- PASSAGE TO READ:
------------------------------------

Ear infections are caused by bacteria or viruses that find their way into the middle ear, usually after your child has a cold or sore throat. The infection leads to a build-up of fluid behind the eardrum, which causes the pain and other symptoms associated with ear infections.
Young children are more likely to get ear infections than adults for a few different reasons. Firstly, their immune systems are less developed, making children more susceptible to bacterial and viral infections. The small passageways that connect the throat to the middle ear (the Eustachian tubes) are also smaller in children and, therefore, more likely to get blocked by mucus in the event of respiratory infection.
Can You Prevent Ear Infections in Babies?
Almost 75% of children have at least one ear infection by the time they reach the age of three. Like chickenpox, it’s a harmless rite of passage for most young children and there’s little you can do to prevent it. However, studies have identified several risk factors for ear infections in babies and infants, some of which you can alleviate:
- Babies are most susceptible. Due to the reasons mentioned above, children between the ages of 6 months and 2 years old are most susceptible to ear infections.

------------------------------------

- RECORDED INFORMATION:
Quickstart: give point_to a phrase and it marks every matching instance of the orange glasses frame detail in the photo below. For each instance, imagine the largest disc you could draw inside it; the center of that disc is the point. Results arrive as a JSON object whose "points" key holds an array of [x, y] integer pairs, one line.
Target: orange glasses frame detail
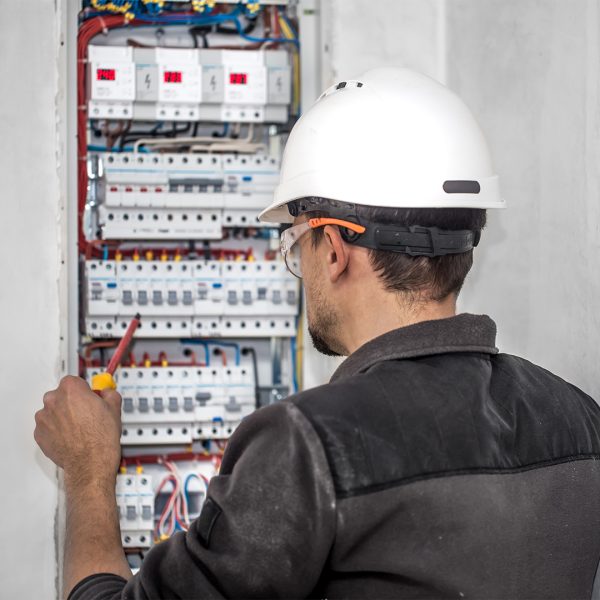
{"points": [[321, 222]]}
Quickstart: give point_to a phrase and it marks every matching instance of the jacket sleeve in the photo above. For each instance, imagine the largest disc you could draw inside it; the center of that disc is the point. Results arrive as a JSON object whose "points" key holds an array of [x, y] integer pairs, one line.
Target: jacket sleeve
{"points": [[265, 530]]}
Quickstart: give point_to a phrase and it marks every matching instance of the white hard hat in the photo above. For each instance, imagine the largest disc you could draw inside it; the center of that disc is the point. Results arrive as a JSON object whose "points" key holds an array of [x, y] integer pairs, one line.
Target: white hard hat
{"points": [[392, 138]]}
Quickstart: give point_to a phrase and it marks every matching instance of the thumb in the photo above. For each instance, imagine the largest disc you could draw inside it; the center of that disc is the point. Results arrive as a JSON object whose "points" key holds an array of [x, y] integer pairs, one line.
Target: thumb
{"points": [[113, 399]]}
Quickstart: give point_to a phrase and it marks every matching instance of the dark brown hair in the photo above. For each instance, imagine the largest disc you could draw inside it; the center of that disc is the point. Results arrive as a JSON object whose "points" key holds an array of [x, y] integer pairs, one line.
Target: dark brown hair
{"points": [[427, 278]]}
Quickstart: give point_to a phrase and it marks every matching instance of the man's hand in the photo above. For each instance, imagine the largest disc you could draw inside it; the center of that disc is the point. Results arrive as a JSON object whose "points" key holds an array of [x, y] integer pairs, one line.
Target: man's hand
{"points": [[79, 430]]}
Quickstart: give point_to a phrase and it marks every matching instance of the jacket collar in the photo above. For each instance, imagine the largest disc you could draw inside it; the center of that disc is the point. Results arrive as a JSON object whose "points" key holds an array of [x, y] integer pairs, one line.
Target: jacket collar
{"points": [[463, 333]]}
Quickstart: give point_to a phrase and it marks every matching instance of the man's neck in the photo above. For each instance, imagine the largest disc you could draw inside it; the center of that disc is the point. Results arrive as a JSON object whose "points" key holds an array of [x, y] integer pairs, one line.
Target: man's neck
{"points": [[388, 312]]}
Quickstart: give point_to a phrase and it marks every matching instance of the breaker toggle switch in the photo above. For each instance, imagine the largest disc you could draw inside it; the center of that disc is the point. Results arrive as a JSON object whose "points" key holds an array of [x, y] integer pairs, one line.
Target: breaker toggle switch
{"points": [[203, 397]]}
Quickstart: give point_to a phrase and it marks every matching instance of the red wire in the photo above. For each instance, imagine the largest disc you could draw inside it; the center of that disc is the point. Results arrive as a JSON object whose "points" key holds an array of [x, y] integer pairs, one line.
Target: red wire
{"points": [[87, 31], [123, 344]]}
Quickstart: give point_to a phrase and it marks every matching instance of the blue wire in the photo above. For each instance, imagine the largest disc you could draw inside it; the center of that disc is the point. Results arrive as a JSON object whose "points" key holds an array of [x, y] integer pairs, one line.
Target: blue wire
{"points": [[199, 343], [250, 38], [287, 21], [185, 486], [238, 354], [206, 343], [294, 376]]}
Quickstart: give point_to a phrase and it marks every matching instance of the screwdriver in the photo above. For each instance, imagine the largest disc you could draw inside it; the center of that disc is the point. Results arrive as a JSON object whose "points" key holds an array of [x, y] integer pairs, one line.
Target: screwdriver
{"points": [[105, 380]]}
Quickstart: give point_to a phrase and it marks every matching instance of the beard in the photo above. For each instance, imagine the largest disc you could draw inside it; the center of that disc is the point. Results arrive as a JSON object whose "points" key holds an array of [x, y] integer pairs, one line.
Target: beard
{"points": [[323, 322], [320, 343]]}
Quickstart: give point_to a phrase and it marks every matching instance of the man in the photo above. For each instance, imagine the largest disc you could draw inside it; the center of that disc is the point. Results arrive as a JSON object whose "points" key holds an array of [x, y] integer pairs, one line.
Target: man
{"points": [[431, 466]]}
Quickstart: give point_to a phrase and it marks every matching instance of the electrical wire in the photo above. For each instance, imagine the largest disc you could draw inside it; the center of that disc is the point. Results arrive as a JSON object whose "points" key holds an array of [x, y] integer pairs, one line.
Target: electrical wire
{"points": [[252, 352]]}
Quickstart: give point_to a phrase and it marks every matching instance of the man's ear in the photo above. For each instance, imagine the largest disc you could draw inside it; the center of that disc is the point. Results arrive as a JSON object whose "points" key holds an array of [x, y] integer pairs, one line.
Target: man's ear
{"points": [[337, 256]]}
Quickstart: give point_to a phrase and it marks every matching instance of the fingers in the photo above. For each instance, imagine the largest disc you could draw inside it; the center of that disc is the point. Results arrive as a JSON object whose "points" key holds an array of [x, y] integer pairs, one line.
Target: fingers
{"points": [[113, 399], [72, 384]]}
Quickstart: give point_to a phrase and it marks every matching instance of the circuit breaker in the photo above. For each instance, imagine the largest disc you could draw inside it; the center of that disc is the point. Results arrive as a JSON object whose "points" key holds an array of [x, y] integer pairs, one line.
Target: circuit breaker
{"points": [[183, 111], [187, 84]]}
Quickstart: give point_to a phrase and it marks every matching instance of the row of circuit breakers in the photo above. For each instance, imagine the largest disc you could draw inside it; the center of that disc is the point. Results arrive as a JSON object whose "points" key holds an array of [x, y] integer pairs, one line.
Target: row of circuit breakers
{"points": [[181, 84], [250, 298], [183, 196], [179, 405]]}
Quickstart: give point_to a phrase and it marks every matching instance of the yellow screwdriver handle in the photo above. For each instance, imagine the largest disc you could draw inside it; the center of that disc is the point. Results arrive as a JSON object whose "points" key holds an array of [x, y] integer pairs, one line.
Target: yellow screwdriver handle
{"points": [[103, 381]]}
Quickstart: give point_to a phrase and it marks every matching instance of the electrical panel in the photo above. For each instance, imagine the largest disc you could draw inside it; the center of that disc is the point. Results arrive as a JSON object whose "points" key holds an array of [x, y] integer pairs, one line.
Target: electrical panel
{"points": [[135, 503], [145, 195], [168, 405], [183, 84], [183, 110]]}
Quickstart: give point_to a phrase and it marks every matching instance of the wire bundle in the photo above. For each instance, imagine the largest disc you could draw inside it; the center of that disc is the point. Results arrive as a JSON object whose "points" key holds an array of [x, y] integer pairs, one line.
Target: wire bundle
{"points": [[176, 514]]}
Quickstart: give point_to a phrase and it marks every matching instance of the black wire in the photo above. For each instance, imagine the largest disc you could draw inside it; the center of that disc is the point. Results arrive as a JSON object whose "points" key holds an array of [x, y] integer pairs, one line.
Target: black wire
{"points": [[252, 352], [202, 31], [249, 28]]}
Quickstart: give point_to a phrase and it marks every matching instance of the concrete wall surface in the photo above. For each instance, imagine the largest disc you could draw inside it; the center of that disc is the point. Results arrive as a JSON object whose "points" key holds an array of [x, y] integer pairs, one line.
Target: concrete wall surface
{"points": [[30, 264], [529, 69]]}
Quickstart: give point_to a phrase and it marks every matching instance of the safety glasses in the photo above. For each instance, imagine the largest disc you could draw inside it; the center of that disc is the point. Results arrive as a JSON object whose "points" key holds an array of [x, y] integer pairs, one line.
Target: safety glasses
{"points": [[290, 250]]}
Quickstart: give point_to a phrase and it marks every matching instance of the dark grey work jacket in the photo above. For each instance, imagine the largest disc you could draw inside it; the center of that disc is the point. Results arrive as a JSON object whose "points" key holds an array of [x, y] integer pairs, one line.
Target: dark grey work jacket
{"points": [[430, 467]]}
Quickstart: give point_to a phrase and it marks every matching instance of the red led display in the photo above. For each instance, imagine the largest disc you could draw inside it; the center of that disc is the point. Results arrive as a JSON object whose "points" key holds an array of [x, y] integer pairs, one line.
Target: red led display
{"points": [[238, 78], [106, 74], [173, 77]]}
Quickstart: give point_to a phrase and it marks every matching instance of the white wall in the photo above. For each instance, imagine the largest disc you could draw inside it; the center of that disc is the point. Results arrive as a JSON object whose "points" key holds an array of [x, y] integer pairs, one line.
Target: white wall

------------------------------------

- WHAT IS BEING ASKED:
Reproduce the passage on ear infections in children word for word, in its entirety.

- ANSWER FOR THIS EXERCISE:
Ear infections are caused by bacteria or viruses that find their way into the middle ear, usually after your child has a cold or sore throat. The infection leads to a build-up of fluid behind the eardrum, which causes the pain and other symptoms associated with ear infections.
Young children are more likely to get ear infections than adults for a few different reasons. Firstly, their immune systems are less developed, making children more susceptible to bacterial and viral infections. The small passageways that connect the throat to the middle ear (the Eustachian tubes) are also smaller in children and, therefore, more likely to get blocked by mucus in the event of respiratory infection.
Can You Prevent Ear Infections in Babies?
Almost 75% of children have at least one ear infection by the time they reach the age of three. Like chickenpox, it’s a harmless rite of passage for most young children and there’s little you can do to prevent it. However, studies have identified several risk factors for ear infections in babies and infants, some of which you can alleviate:
- Babies are most susceptible. Due to the reasons mentioned above, children between the ages of 6 months and 2 years old are most susceptible to ear infections.